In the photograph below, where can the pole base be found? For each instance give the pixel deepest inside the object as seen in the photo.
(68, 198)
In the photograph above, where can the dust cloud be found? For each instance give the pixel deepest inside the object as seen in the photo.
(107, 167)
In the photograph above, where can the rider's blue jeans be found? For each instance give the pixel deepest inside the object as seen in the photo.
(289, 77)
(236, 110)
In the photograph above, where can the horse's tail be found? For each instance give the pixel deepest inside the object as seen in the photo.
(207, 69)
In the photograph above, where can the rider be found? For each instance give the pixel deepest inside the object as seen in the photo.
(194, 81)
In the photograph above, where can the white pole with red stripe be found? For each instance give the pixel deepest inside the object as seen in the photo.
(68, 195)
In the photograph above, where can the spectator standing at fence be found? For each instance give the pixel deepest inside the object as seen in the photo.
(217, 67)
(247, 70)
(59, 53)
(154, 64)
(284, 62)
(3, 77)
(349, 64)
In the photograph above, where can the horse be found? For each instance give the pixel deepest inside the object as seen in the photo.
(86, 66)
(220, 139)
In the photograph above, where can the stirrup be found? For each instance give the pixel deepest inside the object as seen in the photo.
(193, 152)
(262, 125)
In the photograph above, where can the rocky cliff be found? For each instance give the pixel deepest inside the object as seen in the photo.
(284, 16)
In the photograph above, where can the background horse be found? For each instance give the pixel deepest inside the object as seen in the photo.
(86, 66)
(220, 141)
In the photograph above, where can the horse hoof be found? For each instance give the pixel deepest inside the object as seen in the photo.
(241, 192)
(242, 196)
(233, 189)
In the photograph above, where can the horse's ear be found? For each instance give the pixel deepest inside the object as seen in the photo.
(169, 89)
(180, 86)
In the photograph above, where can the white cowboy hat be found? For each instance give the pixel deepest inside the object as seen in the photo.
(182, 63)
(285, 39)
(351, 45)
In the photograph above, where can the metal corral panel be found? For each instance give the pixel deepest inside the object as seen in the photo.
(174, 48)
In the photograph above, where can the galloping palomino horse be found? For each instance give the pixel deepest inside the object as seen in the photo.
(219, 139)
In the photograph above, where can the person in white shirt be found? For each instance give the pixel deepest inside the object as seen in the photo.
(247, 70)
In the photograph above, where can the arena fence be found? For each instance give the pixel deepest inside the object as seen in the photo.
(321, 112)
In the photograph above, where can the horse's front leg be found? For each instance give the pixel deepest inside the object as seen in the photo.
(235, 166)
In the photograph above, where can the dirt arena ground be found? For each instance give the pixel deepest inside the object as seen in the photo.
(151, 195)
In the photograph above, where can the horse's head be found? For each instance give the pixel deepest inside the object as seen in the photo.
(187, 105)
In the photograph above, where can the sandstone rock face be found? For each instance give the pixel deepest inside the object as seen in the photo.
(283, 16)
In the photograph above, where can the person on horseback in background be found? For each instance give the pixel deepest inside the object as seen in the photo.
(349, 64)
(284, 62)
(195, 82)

*What is asked*
Turn the listing, from the line holding "In the photograph above, where can the horse's head" through the end of the listing, inclusive, into a two-column CSV with the headers text and answer. Give each text its own row, with the coordinates beneath it as its answer, and put every field in quotes with line breaks replaced by spaces.

*Solution*
text,answer
"In the photograph above, where can the horse's head be found? For each instance give the pixel deepest inside the object as seen in the photo.","(187, 105)"
"In the photograph above, where can the sandstone rock face be found? For each instance give the pixel deepest inside the object as seen in the photo.","(283, 16)"
"In the photograph above, where can the person on horseback in background be found? For each instance give the pixel deepest inside the object as seen in the photo.","(349, 64) (284, 62) (195, 82)"